WRITTEN INSTRUCTION:
Reproduce word for word the passage of the additives notebook below, starting with "Interactive plot for the additives" and going on through "additive analysis !".

## BEGIN PAGE

Then we apply the previously defined processing functions and get a filtered dataframe with respect to the additives !

In [37]:
additive_summary_df = compute_all_categories_additives_summary()
additive_summary_df = fill_missing_additives(additive_summary_df)
additive_summary_df
Out[37]:
additive proportion type category
0 Antioxidants 0.084428 bio all products
1 Thickeners 0.077450 bio all products
2 Anti-caking agents 0.041180 bio all products
3 Preservatives 0.014693 bio all products
4 Colorants 0.007703 bio all products
... ... ... ... ...
651 Antibiotics 0.000000 regular chocolate
652 Flavour enhancers 0.000000 bio ice cream
653 Antibiotics 0.000000 bio ice cream
654 Flavour enhancers 0.000000 regular ice cream
655 Antibiotics 0.000000 regular ice cream

656 rows × 4 columns

We decided to drop the antibiotics additive groups as simply numerically the proportions associated with this group was constantly 0.

In [38]:
# Drop the Antibiotics, there are nowhere to be found anyway
additive_summary_df = additive_summary_df[additive_summary_df['additive'] != 'Antibiotics']

Interactive plot for the additives analysis

Now that the dataframe is defined, we can use the previously defined utilities function to create an interactive plot for the additive analysis !

The team decided to use a radar chart for this specific visualization as it looks pretty neat and that the limited number of edges for this analysis makes the plot very readable.

In [39]:
updatemenus = [
    {
        'buttons': list(),
        'direction': 'down',
        'showactive': True,
        'x':0.05,
        'xanchor':"left",
        'y':1.15,
        'yanchor':"top"
    }
]
fig = go.Figure()
n_cat = len(list(categories.keys()))

vect_parent = []

for cat in categories.keys():
    fig = compute_sub_element(fig, additive_summary_df, cat, 'radar')
    vect = np.full(n_cat*2, False, dtype=bool)
    vect_parent = construct_bool_visibility(vect, cat, list(categories.keys()))
    updatemenus[0]['buttons'].append({'method': 'update',
                                      'label': cat,
                                      'args' : [
                                          {'visible': vect_parent}
                                      ]})

## END PAGE
## BEGIN PROVIDED DATA

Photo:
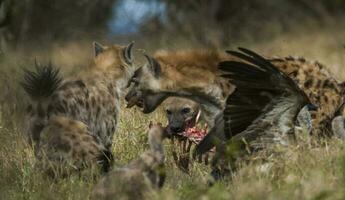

## END PROVIDED DATA

TASK SOLUTION:
Interactive plot for the additives analysis

Now that the dataframe is defined, we can use the previously defined utilities function to create an interactive plot for the additive analysis !